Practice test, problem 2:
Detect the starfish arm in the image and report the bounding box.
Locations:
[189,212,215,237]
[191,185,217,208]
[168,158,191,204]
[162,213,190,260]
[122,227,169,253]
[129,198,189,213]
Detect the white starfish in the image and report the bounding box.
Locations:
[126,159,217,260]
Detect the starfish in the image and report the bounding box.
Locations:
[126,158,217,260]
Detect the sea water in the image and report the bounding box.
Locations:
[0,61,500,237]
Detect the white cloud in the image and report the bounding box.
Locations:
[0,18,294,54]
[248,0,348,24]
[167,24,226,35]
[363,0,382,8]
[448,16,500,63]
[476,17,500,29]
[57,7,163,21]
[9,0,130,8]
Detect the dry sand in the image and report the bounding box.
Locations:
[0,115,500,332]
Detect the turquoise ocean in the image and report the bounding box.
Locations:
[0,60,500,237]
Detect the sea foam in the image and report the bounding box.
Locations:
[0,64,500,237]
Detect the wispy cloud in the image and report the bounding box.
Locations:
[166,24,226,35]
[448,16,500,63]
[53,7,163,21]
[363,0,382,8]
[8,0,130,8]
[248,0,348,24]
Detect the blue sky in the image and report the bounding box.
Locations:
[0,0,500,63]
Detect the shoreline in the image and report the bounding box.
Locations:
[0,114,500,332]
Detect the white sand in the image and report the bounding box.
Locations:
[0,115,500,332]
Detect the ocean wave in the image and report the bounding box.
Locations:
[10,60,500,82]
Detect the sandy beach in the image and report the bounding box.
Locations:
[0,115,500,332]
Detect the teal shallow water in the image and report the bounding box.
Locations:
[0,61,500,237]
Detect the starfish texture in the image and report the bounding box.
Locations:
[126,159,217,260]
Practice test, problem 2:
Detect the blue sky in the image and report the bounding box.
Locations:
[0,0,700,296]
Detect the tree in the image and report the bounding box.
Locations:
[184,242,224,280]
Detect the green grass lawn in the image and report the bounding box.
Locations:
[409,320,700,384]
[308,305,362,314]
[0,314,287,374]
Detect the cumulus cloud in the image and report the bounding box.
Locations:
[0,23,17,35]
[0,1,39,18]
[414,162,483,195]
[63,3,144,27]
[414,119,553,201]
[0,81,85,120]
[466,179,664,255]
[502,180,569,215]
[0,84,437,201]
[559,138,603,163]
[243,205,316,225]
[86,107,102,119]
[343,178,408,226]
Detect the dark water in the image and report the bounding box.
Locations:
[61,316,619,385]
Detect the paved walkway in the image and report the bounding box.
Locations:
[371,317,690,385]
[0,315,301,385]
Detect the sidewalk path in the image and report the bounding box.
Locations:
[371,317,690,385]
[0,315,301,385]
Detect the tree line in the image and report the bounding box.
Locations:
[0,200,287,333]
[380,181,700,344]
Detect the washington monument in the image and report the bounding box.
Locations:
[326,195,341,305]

→ Aim of the task: Update these records by rewriting every line with "Locations" replaced by "Coordinates", keeping everything else the same.

→ Output for this exercise:
Practice test, problem 2:
Detect the starfish arm in the image and report the bounding box.
Coordinates:
[189,212,215,237]
[191,185,217,208]
[168,158,191,204]
[162,213,190,260]
[122,227,169,253]
[129,198,189,213]
Detect the white starfish in the image and report the bounding box.
Coordinates:
[126,159,217,260]
Detect the starfish in the image and report the bounding box.
Coordinates:
[126,158,217,260]
Detect the sea water in the image and report the bounding box.
Coordinates:
[0,61,500,237]
Detect the white cloud in the image and report the bounding box.
Coordinates:
[0,18,294,54]
[248,0,348,24]
[167,24,226,35]
[363,0,382,8]
[448,16,500,63]
[476,17,500,29]
[57,7,163,21]
[9,0,130,8]
Detect the dry sand in the image and report the bounding box.
Coordinates:
[0,115,500,332]
Detect the turquoise ocean in the image and report the bounding box.
Coordinates:
[0,60,500,237]
Detect the sea foam in the image and report the bounding box.
Coordinates:
[0,64,500,237]
Detect the wispy cloud in the image and report the bounding box.
Coordinates:
[166,24,226,35]
[448,16,500,63]
[53,7,163,21]
[363,0,382,8]
[8,0,130,8]
[248,0,348,24]
Detect the blue sky in the image and report the bounding box.
Coordinates:
[0,0,500,63]
Detect the shoreline in the image and report the bounding box.
Coordinates:
[0,114,500,332]
Detect the white sand in the image and report the bounding box.
Coordinates:
[0,115,500,332]
Detect the ocean wave in the image and report the bounding box.
Coordinates:
[10,60,500,82]
Detect the sandy beach in the image and report the bounding box.
Coordinates:
[0,115,500,332]
Detect the teal shallow water in the image and report the bounding box.
Coordinates:
[0,61,500,237]
Detect the starfish texture in the image and report the bounding box.
Coordinates:
[126,159,217,260]
Practice test, problem 2:
Detect the blue sky in the image and report the bounding box.
Coordinates:
[0,0,700,296]
Detect the tree in the image and report the bounding box.
Coordinates:
[184,242,224,280]
Detect the green grass lawn in the image and report the bounding box.
Coordinates:
[409,320,700,384]
[308,305,362,314]
[0,314,287,374]
Detect the cumulus cloud in the image and report the bounding box.
Coordinates:
[0,23,17,35]
[0,1,39,18]
[414,162,483,195]
[63,3,144,27]
[414,119,553,201]
[0,81,85,120]
[466,179,664,255]
[502,180,569,215]
[0,84,437,201]
[559,138,603,163]
[243,205,316,225]
[86,107,102,119]
[343,178,408,226]
Detect the dark water in the image and report the bounding box.
Coordinates:
[61,316,619,385]
Detect the paved walkway in the image and report the bounding box.
Coordinates:
[371,317,690,385]
[0,315,301,385]
Detect the sidewalk path in the image and report the bounding box.
Coordinates:
[371,317,690,385]
[0,315,301,385]
Detect the tree line in the image and report the bounding box.
Coordinates:
[0,200,287,333]
[380,181,700,344]
Detect the washington monument in the image and report the bounding box.
Coordinates:
[326,195,341,305]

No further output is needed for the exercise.